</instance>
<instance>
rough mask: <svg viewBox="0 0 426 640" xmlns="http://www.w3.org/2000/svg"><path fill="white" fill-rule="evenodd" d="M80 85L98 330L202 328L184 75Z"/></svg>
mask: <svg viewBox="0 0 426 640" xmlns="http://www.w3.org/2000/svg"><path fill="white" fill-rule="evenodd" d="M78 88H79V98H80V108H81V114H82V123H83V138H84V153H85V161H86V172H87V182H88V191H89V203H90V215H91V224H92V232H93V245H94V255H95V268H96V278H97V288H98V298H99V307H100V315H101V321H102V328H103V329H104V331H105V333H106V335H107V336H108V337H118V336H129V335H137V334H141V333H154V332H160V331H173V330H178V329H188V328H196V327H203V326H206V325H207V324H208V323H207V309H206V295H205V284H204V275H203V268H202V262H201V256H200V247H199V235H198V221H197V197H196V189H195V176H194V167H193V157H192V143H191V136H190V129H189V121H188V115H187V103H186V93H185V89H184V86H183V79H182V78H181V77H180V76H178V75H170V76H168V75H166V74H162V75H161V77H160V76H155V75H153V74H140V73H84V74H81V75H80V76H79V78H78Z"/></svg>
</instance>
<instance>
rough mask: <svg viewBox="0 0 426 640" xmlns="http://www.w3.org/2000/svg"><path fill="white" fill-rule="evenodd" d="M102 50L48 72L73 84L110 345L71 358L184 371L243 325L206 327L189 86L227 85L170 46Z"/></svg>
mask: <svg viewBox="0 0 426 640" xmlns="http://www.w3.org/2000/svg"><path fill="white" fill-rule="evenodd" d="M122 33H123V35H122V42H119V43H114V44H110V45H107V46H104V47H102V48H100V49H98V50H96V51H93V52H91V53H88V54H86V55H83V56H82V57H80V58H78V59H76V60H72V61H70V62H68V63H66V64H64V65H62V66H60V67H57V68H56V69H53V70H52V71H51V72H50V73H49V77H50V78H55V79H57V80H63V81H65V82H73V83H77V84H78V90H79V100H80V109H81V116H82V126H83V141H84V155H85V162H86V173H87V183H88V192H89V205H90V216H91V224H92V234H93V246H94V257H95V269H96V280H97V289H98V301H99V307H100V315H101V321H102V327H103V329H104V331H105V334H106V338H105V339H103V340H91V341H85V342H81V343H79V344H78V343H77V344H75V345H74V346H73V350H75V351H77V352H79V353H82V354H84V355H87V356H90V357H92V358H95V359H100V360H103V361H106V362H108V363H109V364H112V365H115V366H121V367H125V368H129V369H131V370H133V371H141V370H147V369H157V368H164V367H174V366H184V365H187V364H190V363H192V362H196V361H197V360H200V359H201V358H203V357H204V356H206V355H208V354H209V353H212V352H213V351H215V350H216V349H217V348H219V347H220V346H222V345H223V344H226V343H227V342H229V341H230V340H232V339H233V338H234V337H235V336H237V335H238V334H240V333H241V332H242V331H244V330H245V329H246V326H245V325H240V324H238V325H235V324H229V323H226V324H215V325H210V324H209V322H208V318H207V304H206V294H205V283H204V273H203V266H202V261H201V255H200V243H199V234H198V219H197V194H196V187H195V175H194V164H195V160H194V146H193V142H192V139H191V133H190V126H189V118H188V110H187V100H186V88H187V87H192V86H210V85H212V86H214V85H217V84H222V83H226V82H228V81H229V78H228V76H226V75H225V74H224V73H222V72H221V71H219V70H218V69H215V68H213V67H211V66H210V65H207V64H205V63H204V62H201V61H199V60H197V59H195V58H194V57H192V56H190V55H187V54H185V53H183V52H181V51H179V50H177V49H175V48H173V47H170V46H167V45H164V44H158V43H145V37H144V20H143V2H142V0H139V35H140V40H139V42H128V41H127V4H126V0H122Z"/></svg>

------------------------------

EXERCISE DIRECTIONS:
The answer must be the same records, repeated exactly and in full.

ANSWER FOR THIS EXERCISE:
</instance>
<instance>
rough mask: <svg viewBox="0 0 426 640" xmlns="http://www.w3.org/2000/svg"><path fill="white" fill-rule="evenodd" d="M80 85L98 330L202 328L184 75Z"/></svg>
mask: <svg viewBox="0 0 426 640" xmlns="http://www.w3.org/2000/svg"><path fill="white" fill-rule="evenodd" d="M78 88H79V98H80V108H81V114H82V123H83V138H84V153H85V161H86V172H87V182H88V191H89V203H90V215H91V224H92V232H93V245H94V255H95V268H96V278H97V288H98V298H99V307H100V315H101V321H102V328H103V329H104V331H105V333H106V335H107V336H108V337H118V336H129V335H137V334H141V333H154V332H160V331H173V330H178V329H188V328H196V327H203V326H206V325H207V324H208V323H207V309H206V295H205V284H204V275H203V268H202V262H201V256H200V247H199V235H198V221H197V197H196V189H195V176H194V167H193V157H192V143H191V136H190V129H189V121H188V115H187V103H186V93H185V89H184V86H183V79H182V78H181V77H180V76H178V75H170V76H168V75H166V74H162V75H161V77H160V76H155V75H153V74H140V73H84V74H81V75H80V76H79V78H78Z"/></svg>
</instance>
<instance>
rough mask: <svg viewBox="0 0 426 640" xmlns="http://www.w3.org/2000/svg"><path fill="white" fill-rule="evenodd" d="M102 50L48 72L73 84L110 345L71 358L184 371L243 325L206 327L189 86L227 85L170 46Z"/></svg>
mask: <svg viewBox="0 0 426 640" xmlns="http://www.w3.org/2000/svg"><path fill="white" fill-rule="evenodd" d="M122 33H123V35H122V42H119V43H114V44H110V45H107V46H104V47H102V48H100V49H98V50H96V51H93V52H91V53H88V54H86V55H83V56H82V57H80V58H78V59H76V60H72V61H70V62H68V63H66V64H64V65H62V66H60V67H57V68H56V69H53V70H52V71H51V72H50V73H49V77H50V78H55V79H57V80H63V81H65V82H73V83H77V84H78V90H79V100H80V109H81V116H82V126H83V141H84V155H85V162H86V173H87V183H88V192H89V205H90V216H91V224H92V234H93V246H94V257H95V269H96V280H97V289H98V301H99V307H100V315H101V321H102V327H103V329H104V331H105V334H106V338H105V339H103V340H91V341H85V342H81V343H79V344H78V343H77V344H75V345H74V346H73V350H75V351H77V352H79V353H82V354H84V355H87V356H90V357H92V358H95V359H100V360H103V361H106V362H108V363H109V364H112V365H115V366H121V367H125V368H129V369H131V370H133V371H141V370H147V369H157V368H164V367H174V366H184V365H187V364H190V363H192V362H196V361H197V360H200V359H201V358H203V357H204V356H206V355H208V354H209V353H212V352H213V351H215V350H216V349H217V348H219V347H220V346H222V345H223V344H226V343H227V342H229V341H230V340H232V339H233V338H234V337H235V336H237V335H238V334H240V333H241V332H242V331H244V330H245V329H246V326H245V325H240V324H238V325H235V324H229V323H226V324H215V325H210V324H209V322H208V318H207V304H206V294H205V283H204V273H203V266H202V261H201V255H200V243H199V234H198V219H197V194H196V187H195V175H194V164H195V160H194V146H193V142H192V139H191V133H190V126H189V118H188V110H187V100H186V88H187V87H192V86H210V85H212V86H214V85H217V84H222V83H226V82H228V81H229V78H228V76H226V75H225V74H224V73H222V72H221V71H219V70H218V69H215V68H213V67H211V66H210V65H207V64H205V63H204V62H201V61H199V60H197V59H195V58H194V57H192V56H190V55H187V54H185V53H183V52H181V51H179V50H177V49H175V48H173V47H170V46H167V45H164V44H158V43H145V37H144V20H143V2H142V0H139V35H140V40H139V42H128V41H127V4H126V0H122Z"/></svg>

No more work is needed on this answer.